═════ Available data

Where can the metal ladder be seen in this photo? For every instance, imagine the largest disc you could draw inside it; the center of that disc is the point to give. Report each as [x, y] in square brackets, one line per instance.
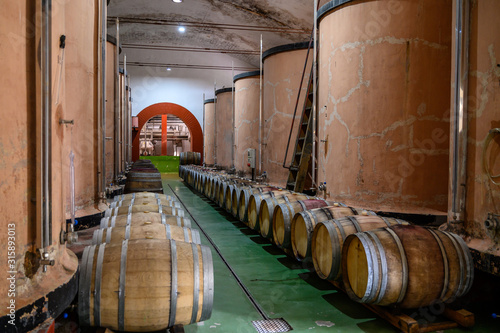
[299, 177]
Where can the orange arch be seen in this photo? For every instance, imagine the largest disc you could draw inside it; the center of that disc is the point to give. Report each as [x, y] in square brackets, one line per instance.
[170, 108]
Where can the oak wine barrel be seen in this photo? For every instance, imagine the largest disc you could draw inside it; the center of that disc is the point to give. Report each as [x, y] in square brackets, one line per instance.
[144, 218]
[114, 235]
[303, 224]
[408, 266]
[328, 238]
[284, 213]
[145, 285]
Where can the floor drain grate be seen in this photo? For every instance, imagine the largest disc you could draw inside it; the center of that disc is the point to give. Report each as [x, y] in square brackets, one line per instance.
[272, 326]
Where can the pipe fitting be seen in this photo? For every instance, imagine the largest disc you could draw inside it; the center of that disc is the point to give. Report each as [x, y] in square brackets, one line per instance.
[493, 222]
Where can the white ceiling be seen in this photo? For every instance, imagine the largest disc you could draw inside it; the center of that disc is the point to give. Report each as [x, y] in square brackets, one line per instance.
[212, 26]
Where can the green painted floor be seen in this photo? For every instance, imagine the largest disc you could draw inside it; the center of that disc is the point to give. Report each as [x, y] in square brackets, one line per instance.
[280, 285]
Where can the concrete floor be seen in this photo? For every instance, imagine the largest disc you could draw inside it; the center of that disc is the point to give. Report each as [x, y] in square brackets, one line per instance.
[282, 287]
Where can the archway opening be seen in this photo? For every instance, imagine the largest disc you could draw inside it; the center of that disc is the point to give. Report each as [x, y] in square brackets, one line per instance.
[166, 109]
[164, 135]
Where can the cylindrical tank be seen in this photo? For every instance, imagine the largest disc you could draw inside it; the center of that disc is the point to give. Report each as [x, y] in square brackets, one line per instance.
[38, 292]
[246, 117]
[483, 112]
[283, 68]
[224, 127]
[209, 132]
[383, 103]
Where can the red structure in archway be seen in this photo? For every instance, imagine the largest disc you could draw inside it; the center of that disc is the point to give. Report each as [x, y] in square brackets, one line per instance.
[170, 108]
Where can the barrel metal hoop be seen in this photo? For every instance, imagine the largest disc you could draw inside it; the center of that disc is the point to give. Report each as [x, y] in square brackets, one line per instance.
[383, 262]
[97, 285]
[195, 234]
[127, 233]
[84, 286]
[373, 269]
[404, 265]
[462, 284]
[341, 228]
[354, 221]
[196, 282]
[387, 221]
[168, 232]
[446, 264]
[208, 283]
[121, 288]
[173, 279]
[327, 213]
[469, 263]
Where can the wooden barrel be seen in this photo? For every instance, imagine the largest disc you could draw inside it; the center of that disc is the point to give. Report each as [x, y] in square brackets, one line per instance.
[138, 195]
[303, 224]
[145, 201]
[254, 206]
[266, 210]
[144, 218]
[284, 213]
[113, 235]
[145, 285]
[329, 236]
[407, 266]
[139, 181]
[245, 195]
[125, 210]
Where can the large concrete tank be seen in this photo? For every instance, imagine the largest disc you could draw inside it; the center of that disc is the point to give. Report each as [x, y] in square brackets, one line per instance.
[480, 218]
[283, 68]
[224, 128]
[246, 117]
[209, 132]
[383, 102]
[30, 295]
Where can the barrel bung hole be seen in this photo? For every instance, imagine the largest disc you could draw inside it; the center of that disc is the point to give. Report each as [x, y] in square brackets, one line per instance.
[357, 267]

══════════
═════ Available data

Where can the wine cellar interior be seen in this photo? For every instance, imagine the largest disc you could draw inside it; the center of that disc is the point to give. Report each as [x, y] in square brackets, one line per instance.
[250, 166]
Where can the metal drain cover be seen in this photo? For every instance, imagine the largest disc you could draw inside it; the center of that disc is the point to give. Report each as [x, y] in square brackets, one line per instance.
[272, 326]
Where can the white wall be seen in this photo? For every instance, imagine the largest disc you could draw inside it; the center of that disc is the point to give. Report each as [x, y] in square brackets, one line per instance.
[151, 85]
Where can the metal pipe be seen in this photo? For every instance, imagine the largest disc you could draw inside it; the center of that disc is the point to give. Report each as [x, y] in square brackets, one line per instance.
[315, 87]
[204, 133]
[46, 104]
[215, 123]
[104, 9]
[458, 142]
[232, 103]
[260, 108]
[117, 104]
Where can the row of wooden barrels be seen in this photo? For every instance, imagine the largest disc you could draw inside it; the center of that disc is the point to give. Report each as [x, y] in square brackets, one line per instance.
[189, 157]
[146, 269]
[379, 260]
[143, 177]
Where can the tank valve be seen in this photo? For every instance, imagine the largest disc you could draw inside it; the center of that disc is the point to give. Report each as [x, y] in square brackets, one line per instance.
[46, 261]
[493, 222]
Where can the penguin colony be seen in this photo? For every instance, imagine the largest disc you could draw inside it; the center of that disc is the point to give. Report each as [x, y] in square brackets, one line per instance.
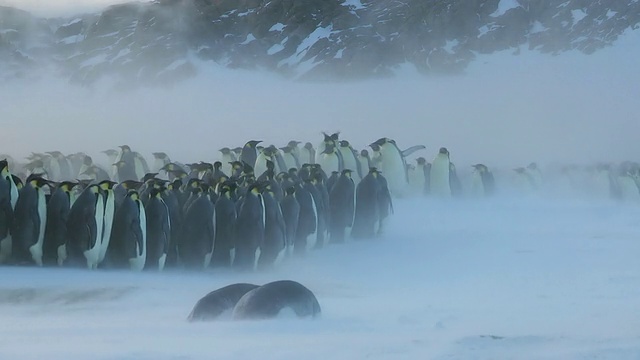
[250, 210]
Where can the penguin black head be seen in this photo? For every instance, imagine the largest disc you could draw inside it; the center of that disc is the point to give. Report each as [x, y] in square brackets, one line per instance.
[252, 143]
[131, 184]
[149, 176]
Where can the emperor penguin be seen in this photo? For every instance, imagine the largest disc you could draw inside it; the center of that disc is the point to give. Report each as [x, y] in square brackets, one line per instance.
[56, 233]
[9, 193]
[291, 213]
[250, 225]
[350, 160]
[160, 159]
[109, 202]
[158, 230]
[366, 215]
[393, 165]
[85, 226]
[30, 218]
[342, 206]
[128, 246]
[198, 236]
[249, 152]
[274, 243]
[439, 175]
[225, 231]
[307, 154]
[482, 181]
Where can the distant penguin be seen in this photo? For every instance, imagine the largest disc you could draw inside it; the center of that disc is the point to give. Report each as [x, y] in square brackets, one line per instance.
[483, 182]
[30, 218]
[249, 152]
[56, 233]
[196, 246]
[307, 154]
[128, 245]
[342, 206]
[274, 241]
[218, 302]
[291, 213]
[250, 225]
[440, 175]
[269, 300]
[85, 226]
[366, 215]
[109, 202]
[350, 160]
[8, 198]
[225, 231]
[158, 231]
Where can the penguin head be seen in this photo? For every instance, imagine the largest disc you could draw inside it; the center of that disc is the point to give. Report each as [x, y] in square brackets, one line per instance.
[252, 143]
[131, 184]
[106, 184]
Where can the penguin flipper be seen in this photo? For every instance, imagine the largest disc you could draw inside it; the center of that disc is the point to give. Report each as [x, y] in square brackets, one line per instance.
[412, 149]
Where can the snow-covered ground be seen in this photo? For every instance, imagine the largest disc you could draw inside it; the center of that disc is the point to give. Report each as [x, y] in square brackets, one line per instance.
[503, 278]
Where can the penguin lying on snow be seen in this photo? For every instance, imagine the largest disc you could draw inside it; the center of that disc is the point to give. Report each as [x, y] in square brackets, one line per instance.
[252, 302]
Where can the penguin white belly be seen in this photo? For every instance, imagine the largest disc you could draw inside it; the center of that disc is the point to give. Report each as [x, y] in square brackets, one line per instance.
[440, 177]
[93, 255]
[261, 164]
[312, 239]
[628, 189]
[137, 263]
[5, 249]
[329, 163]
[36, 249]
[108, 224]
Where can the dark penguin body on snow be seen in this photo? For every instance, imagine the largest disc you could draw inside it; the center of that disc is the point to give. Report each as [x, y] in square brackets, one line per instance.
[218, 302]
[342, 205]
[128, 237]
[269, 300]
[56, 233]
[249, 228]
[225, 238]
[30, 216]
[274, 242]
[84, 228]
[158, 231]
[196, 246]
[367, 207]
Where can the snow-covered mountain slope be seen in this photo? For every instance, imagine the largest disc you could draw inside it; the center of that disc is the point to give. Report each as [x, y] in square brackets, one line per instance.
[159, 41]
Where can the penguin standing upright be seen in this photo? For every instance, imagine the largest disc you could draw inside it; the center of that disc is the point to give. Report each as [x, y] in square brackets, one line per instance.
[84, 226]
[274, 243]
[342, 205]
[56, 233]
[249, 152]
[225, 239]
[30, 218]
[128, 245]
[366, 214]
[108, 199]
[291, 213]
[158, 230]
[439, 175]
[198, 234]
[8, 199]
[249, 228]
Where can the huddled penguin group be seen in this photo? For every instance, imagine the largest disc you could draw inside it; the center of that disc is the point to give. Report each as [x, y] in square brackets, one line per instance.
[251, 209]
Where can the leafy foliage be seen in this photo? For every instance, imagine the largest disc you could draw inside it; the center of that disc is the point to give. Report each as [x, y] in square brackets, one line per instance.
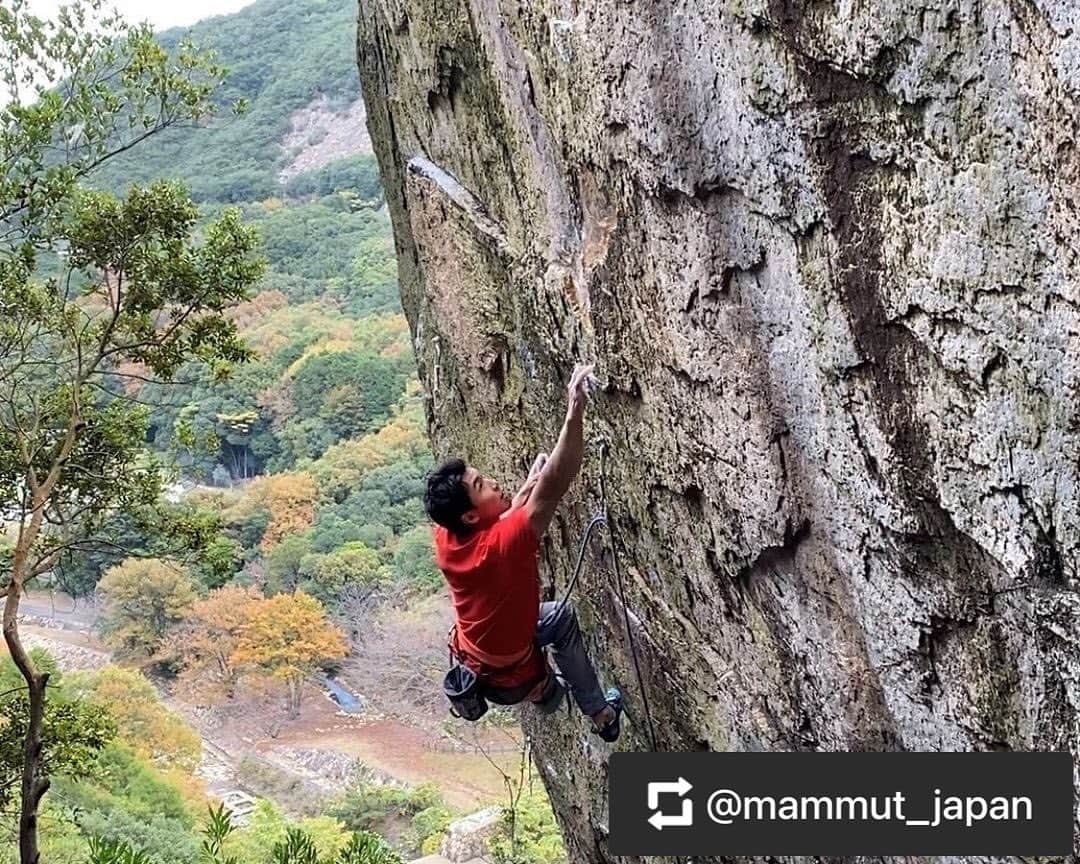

══════════

#### Task prompt:
Gather every line of the items above that contains the string "pipe".

#### Answer for this exercise:
Where can the pipe fitting be seen in this photo? For every instance, imagine the largest disc you could draw inside it; the center of that disc is the point to give. Report each as [x, y] in square brackets, one line per instance.
Where can the metal pipe be seen in this photo? For every instance, imagine the largest disc you could draw inside it; the center of that disc is the point to give. Report each as [x, y] in square brackets, one line per instance.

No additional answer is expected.